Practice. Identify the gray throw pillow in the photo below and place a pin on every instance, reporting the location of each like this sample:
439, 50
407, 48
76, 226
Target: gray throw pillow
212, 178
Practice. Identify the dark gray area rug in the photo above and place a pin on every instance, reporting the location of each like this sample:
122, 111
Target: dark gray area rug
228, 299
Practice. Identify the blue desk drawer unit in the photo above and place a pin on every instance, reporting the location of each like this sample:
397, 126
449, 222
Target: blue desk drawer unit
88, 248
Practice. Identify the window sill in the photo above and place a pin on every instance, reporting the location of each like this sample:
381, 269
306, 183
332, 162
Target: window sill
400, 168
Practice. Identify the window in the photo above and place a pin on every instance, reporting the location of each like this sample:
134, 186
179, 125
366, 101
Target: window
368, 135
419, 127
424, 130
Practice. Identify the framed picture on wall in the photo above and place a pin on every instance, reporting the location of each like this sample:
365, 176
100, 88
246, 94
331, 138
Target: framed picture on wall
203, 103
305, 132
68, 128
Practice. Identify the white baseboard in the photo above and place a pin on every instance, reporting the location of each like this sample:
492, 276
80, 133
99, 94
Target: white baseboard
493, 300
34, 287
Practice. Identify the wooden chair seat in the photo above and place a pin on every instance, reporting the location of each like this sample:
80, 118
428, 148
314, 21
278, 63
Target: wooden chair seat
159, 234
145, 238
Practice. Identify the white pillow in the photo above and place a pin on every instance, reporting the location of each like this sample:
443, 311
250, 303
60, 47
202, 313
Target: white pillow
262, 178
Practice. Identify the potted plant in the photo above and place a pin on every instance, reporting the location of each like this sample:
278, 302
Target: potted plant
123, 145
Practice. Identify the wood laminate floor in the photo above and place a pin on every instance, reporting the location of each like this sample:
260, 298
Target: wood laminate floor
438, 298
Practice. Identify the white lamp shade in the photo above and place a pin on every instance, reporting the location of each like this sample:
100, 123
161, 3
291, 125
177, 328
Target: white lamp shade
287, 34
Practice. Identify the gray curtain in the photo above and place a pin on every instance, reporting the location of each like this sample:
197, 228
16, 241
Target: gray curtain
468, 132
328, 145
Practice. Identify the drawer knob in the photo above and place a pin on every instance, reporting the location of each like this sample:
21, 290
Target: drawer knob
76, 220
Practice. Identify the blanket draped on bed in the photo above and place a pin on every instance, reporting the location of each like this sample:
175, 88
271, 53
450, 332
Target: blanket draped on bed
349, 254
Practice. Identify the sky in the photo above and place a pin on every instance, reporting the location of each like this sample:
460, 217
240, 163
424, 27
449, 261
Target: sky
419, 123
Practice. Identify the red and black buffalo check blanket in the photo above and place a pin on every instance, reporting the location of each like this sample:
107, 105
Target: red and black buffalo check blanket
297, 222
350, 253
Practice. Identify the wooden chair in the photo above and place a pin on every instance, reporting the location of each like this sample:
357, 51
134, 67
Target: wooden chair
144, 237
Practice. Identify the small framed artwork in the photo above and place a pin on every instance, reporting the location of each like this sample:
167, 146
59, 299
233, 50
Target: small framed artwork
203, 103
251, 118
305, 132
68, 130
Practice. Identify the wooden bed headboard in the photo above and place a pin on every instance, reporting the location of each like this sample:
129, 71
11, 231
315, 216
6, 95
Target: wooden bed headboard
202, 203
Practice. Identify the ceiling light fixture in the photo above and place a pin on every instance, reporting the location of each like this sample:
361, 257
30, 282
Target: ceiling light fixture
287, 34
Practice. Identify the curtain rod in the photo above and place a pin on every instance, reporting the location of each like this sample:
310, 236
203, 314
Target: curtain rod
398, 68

.....

TASK BRIEF
Render every line of the listing above as a Markdown table with two columns, No. for the row number and Line for the text of the line. Leave out any blank lines.

WRITTEN REPLY
| No. | Line |
|---|---|
| 1 | Practice. Identify the gray throw pillow in the photo below and place a pin on every instance, reporting the location of each like this sample: |
| 2 | 439, 50 |
| 3 | 407, 48 |
| 4 | 76, 226 |
| 5 | Target: gray throw pillow |
| 6 | 212, 178 |
| 7 | Practice. Identify the dark gray area rug in the photo above and place a pin on every instance, reporting the location of each like this sample: |
| 8 | 122, 111 |
| 9 | Target: dark gray area rug |
| 10 | 228, 299 |
| 11 | Practice. Identify the blue desk drawer unit in the photo above and place a pin on every instance, reporting the location of each like this sample: |
| 12 | 397, 126 |
| 13 | 449, 222 |
| 14 | Target: blue desk drawer unit |
| 15 | 88, 248 |
| 16 | Practice. Identify the window sill in the photo above and place a pin on every instance, reporting the location of each like this sample: |
| 17 | 381, 269 |
| 18 | 306, 183 |
| 19 | 332, 162 |
| 20 | Target: window sill |
| 21 | 400, 168 |
| 22 | Practice. Identify the window in the photo above and place a pin on every instance, reporting the location of each like this sample: |
| 23 | 134, 186 |
| 24 | 179, 125 |
| 25 | 366, 101 |
| 26 | Target: window |
| 27 | 368, 135 |
| 28 | 419, 127 |
| 29 | 424, 130 |
| 30 | Practice. Identify the framed picture on wall in the photo above and place a pin on every instance, reporting the location of each like this sample: |
| 31 | 365, 176 |
| 32 | 100, 88 |
| 33 | 246, 94 |
| 34 | 331, 138 |
| 35 | Target: framed picture on wall |
| 36 | 203, 103 |
| 37 | 305, 132 |
| 38 | 68, 128 |
| 39 | Practice. Identify the white baseboard in the photo above and place a pin on every instance, reporting the location of each like this sample: |
| 40 | 492, 276 |
| 41 | 80, 133 |
| 42 | 99, 94 |
| 43 | Target: white baseboard |
| 44 | 493, 300 |
| 45 | 34, 287 |
| 46 | Practice. Identify the wooden chair seat in the photo above and place a pin on every instance, reporting the location of each like this sample: |
| 47 | 80, 118 |
| 48 | 428, 148 |
| 49 | 314, 21 |
| 50 | 278, 63 |
| 51 | Target: wooden chair seat |
| 52 | 159, 234 |
| 53 | 145, 238 |
| 54 | Practice. Identify the white pillow in the photo above and place a pin on every instance, reporting the location of each like this sample: |
| 55 | 443, 311 |
| 56 | 250, 303 |
| 57 | 60, 47 |
| 58 | 202, 313 |
| 59 | Target: white pillow |
| 60 | 262, 178 |
| 61 | Practice. Identify the potted plant in the photo above and place a pin on every instance, reporting the location of each like this sample: |
| 62 | 278, 302 |
| 63 | Target: potted plant |
| 64 | 123, 145 |
| 65 | Practice. Identify the wood laminate floor in the photo above and place a pin on every instance, reporting the location of each like this sample: |
| 66 | 260, 298 |
| 67 | Target: wood laminate floor |
| 68 | 438, 298 |
| 69 | Practice. Identify the white lamp shade in the photo above and place a pin on every instance, reporting the location of each like this sample: |
| 70 | 100, 123 |
| 71 | 161, 3 |
| 72 | 291, 125 |
| 73 | 177, 328 |
| 74 | Target: white lamp shade |
| 75 | 287, 34 |
| 76 | Practice. Identify the gray curtain in the photo above and place a pin on every instance, reporting the location of each like this sample: |
| 77 | 197, 228 |
| 78 | 16, 241 |
| 79 | Target: gray curtain |
| 80 | 468, 132 |
| 81 | 328, 145 |
| 82 | Practice. Identify the drawer knob in the photo above and place a pin on every instance, reporting the location of each like this sample: |
| 83 | 21, 290 |
| 84 | Target: drawer knob |
| 85 | 76, 220 |
| 86 | Practice. Identify the blanket draped on bed in the photo above and place a pin on every instance, reporting the location of each like this sample: |
| 87 | 175, 88 |
| 88 | 271, 53 |
| 89 | 450, 332 |
| 90 | Target: blanket draped on bed |
| 91 | 349, 254 |
| 92 | Practice. Identify the sky in the photo above and place a pin on every instance, reporting the location of each like this sample: |
| 93 | 460, 217 |
| 94 | 240, 163 |
| 95 | 424, 27 |
| 96 | 449, 261 |
| 97 | Target: sky |
| 98 | 419, 123 |
| 99 | Practice. Identify the red and black buffalo check blanket in the photo above and place a pin on every instance, reporting the location of each like this sample: |
| 100 | 107, 105 |
| 101 | Target: red and black buffalo check blanket |
| 102 | 297, 222 |
| 103 | 350, 253 |
| 104 | Practice. Identify the wooden chair in the photo above and place a pin on every instance, reporting the location of each like this sample: |
| 105 | 357, 51 |
| 106 | 134, 67 |
| 107 | Target: wooden chair |
| 108 | 144, 237 |
| 109 | Practice. Identify the small framed artwork in the photo above and place a pin on every instance, reporting the location of each like this sample: |
| 110 | 167, 146 |
| 111 | 59, 299 |
| 112 | 233, 50 |
| 113 | Target: small framed artwork |
| 114 | 203, 103 |
| 115 | 251, 118 |
| 116 | 305, 132 |
| 117 | 68, 130 |
| 118 | Practice. Identify the wooden bed headboard in the photo above and place a pin on every instance, reporting the location of each like this sample: |
| 119 | 129, 71 |
| 120 | 11, 231 |
| 121 | 315, 216 |
| 122 | 6, 95 |
| 123 | Target: wooden bed headboard |
| 124 | 202, 203 |
| 125 | Practice. Identify the ceiling light fixture in the photo above and place a pin on every instance, reporting the location of each like this sample: |
| 126 | 361, 257 |
| 127 | 30, 282 |
| 128 | Target: ceiling light fixture |
| 129 | 287, 34 |
| 130 | Practice. Identify the curtain rod in the photo above and place a pin on every instance, reporting the location of each like this sample: |
| 131 | 310, 236 |
| 132 | 203, 314 |
| 133 | Target: curtain rod |
| 134 | 398, 68 |